* begin SUPPLIED DATA *

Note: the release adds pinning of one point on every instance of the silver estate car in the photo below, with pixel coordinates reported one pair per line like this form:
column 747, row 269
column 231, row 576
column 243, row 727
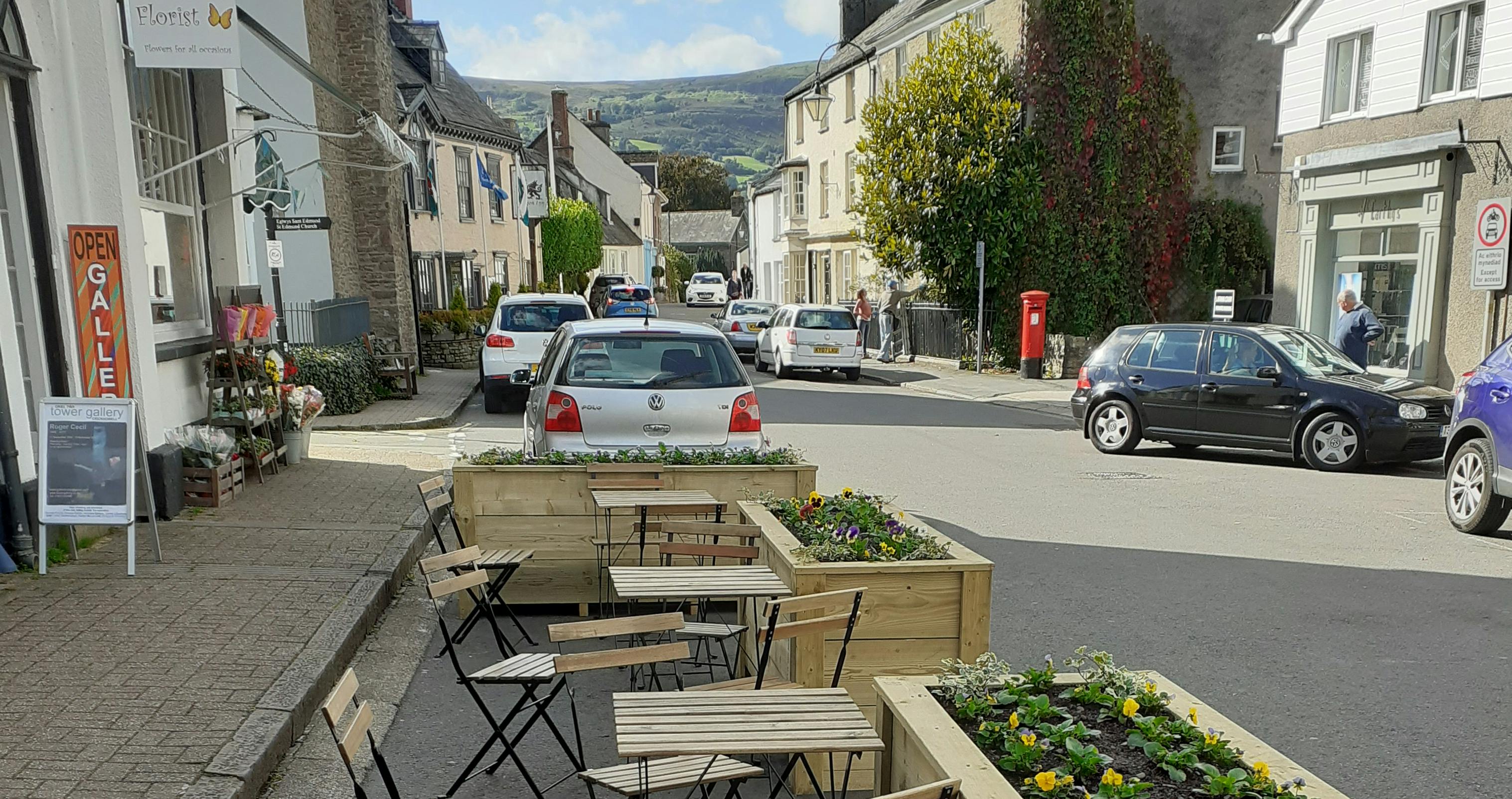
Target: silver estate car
column 739, row 320
column 637, row 383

* end SUPPLIED DATA *

- EXERCISE TASK: Print all of the entries above word for word, but leave the pictures out.

- SOLUTION FOR THIS TASK:
Note: the release adds pinning of one point on every instance of the silver estate car in the photo below, with pixel coordinates reported one pair per line like this form:
column 747, row 269
column 231, row 576
column 243, row 727
Target: silver estate car
column 739, row 320
column 637, row 383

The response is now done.